▶ **SELECTED PASSAGE**
************

Evolution

How I Became an Artist: The Job That Changed My Life

I am a visual artist living in Southwestern Indiana who publishes art related blog posts regularly. Sign up to receive updates from my blog at the bottom of this page. 🙂

I never thought taking a job as the Coordinator of a peer-run recovery center would change the course of my life as it did. I took the Coordinator position in December 2012 and my favorite program at the center was our arts empowerment program, which promoted art as a healing tool. At the center, we helped individuals who struggled with mental health issues, and I, too, struggle with depression.

I began painting in 2009 but took a prolonged break from creating while my daughter was in her infant and toddler years. I picked up a paintbrush again during my employment at the recovery center in 2013, and after two years of not painting, I fell in love, once again, with the creative process and the healing benefits it provides. I continued to paint as much as my time afforded, and in 2014 we held the first “Art of Recovery”, an art show featuring artworks created by individuals in recovery.

A piece of mine that sold in the “Art of Recovery” 2015 show:
“Fragmentations”

fragmentations

While I enjoyed my job, I was also being strongly called in a different direction at the same time — to be an artist. I eventually took the leap of faith in 2016 to pursue art full-time and I have never regretted this decision. Would painting have chosen me otherwise had I not worked there? I know it would have; however, I think the process of becoming an artist was sped up by the nature of my day job. Being surrounded by art and artists was so inspiring. I also say that art chose me rather than I chose art. If you are born to be an artist, art will find you one way or another, sometime during your life.

************

▶ **DIRECTIONS**
- A) Reproduce the blog post from "While I enjoyed" to "during your life.".
- B) List every year mentioned in the blog post.
- C) In the blog post, what job did the writer take in December 2012?

Image object location listing
************

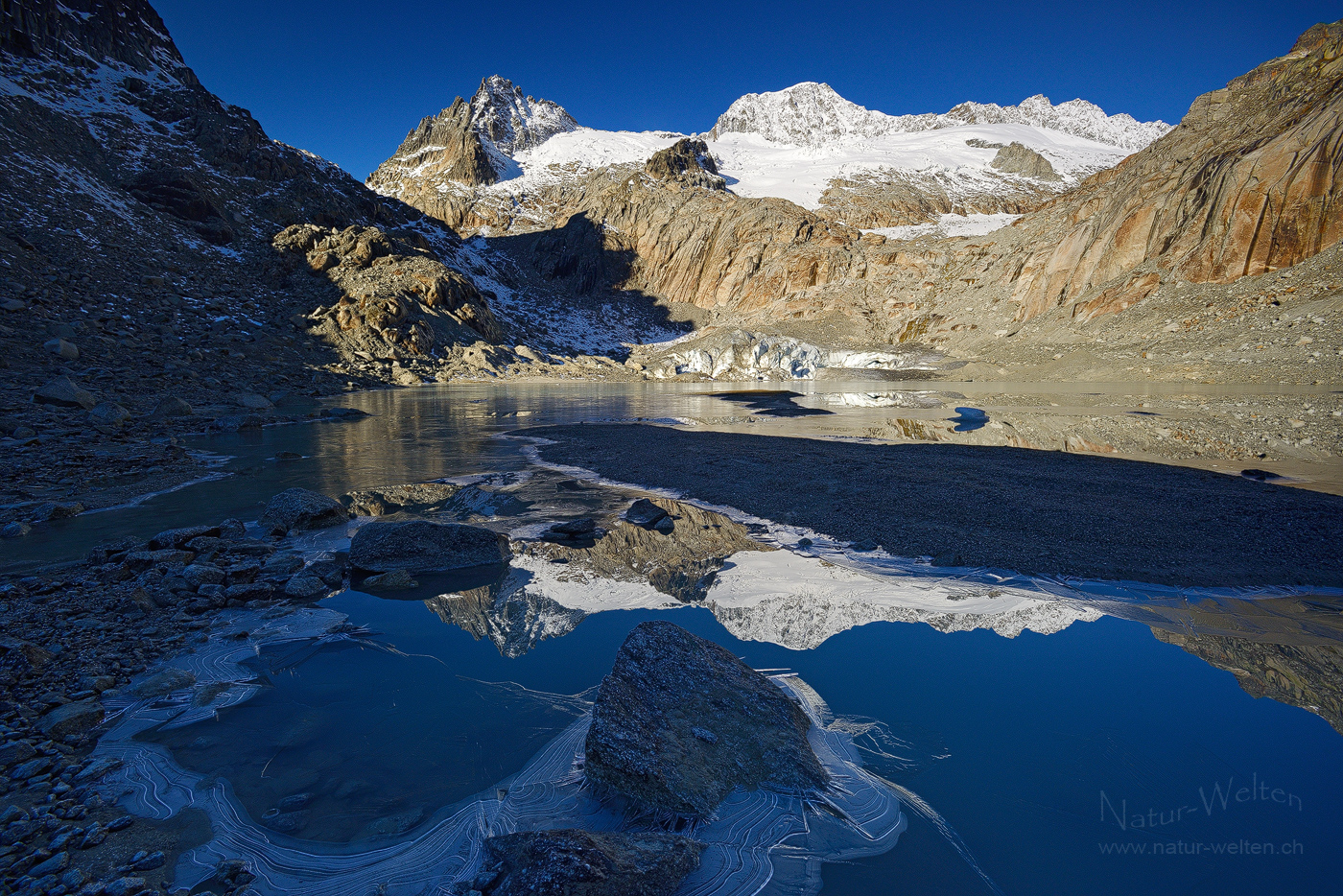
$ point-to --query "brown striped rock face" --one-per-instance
(1246, 184)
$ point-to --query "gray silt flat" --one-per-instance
(1027, 510)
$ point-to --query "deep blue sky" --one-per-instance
(349, 80)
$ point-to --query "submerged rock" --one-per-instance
(419, 546)
(395, 580)
(71, 719)
(416, 497)
(680, 721)
(301, 509)
(645, 512)
(577, 862)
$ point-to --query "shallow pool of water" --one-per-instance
(1073, 741)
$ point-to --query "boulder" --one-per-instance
(644, 512)
(395, 580)
(305, 586)
(63, 392)
(107, 415)
(62, 349)
(163, 683)
(419, 546)
(178, 537)
(1016, 158)
(199, 574)
(71, 719)
(301, 509)
(680, 721)
(252, 402)
(579, 862)
(171, 407)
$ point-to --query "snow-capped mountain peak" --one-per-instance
(812, 114)
(1074, 117)
(513, 123)
(808, 113)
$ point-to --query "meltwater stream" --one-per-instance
(1036, 737)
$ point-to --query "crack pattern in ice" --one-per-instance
(755, 838)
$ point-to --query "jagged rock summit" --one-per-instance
(813, 114)
(473, 143)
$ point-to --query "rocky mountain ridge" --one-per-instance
(1242, 187)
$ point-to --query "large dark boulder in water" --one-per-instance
(577, 862)
(419, 546)
(680, 721)
(301, 509)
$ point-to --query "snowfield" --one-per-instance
(794, 143)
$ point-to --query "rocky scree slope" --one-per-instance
(1219, 230)
(137, 262)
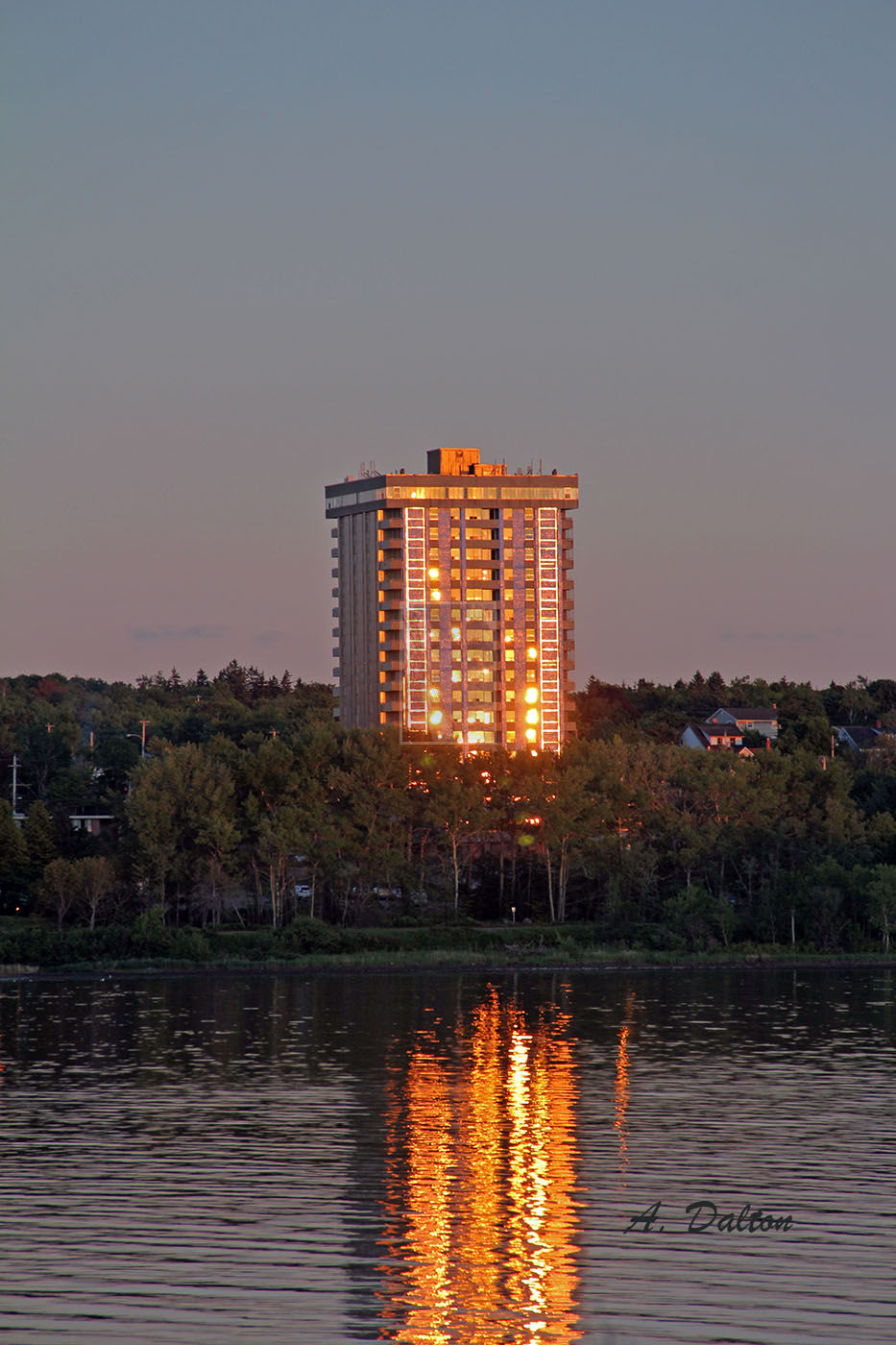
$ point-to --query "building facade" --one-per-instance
(455, 602)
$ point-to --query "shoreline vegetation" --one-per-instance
(30, 948)
(234, 820)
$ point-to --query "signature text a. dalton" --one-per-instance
(702, 1216)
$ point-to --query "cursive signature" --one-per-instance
(702, 1216)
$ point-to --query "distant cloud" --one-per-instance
(178, 632)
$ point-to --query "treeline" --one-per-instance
(806, 715)
(254, 806)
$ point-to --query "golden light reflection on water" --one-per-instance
(621, 1088)
(480, 1201)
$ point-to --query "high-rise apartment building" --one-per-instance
(455, 618)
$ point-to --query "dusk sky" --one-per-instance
(251, 248)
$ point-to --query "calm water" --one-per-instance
(448, 1159)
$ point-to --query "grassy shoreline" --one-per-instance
(507, 959)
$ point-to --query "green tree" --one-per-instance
(13, 861)
(94, 881)
(60, 888)
(39, 836)
(882, 894)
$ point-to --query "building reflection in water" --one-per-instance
(621, 1088)
(480, 1200)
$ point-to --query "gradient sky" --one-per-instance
(252, 246)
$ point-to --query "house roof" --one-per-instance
(747, 712)
(705, 732)
(860, 735)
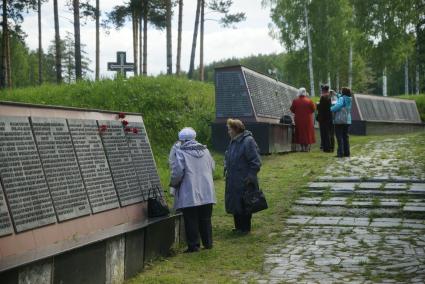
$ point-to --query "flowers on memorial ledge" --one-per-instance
(103, 128)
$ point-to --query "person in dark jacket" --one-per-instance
(242, 163)
(342, 122)
(324, 117)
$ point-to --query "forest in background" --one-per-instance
(372, 46)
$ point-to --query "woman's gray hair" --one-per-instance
(302, 92)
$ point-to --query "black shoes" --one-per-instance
(190, 250)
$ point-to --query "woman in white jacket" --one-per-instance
(192, 177)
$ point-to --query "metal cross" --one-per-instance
(121, 66)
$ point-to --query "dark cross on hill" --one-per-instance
(121, 66)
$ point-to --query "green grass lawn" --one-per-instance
(282, 178)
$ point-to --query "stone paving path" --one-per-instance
(361, 223)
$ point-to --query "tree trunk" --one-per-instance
(384, 82)
(58, 51)
(145, 37)
(310, 52)
(179, 38)
(195, 38)
(201, 44)
(350, 66)
(40, 47)
(97, 15)
(8, 62)
(329, 80)
(169, 39)
(141, 43)
(3, 63)
(417, 80)
(406, 76)
(337, 80)
(78, 66)
(135, 19)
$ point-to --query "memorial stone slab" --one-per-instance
(61, 167)
(5, 225)
(143, 160)
(121, 163)
(25, 186)
(232, 95)
(93, 164)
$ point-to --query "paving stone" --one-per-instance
(300, 220)
(385, 224)
(370, 185)
(414, 208)
(395, 186)
(320, 185)
(324, 220)
(327, 261)
(417, 187)
(349, 221)
(308, 201)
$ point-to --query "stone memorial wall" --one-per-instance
(69, 177)
(244, 93)
(378, 108)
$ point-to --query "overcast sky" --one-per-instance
(251, 37)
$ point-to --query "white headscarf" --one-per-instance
(302, 92)
(187, 134)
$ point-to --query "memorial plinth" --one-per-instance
(73, 188)
(257, 100)
(373, 115)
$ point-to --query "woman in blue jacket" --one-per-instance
(342, 122)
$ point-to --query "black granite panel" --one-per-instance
(22, 176)
(121, 164)
(61, 167)
(93, 164)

************

▶ **RESPONSE LIST**
- A)
While I enjoyed my job, I was also being strongly called in a different direction at the same time — to be an artist. I eventually took the leap of faith in 2016 to pursue art full-time and I have never regretted this decision. Would painting have chosen me otherwise had I not worked there? I know it would have; however, I think the process of becoming an artist was sped up by the nature of my day job. Being surrounded by art and artists was so inspiring. I also say that art chose me rather than I chose art. If you are born to be an artist, art will find you one way or another, sometime during your life.

- B) 2009, 2012, 2013, 2014, 2015, 2016

- C) Coordinator of a peer-run recovery center.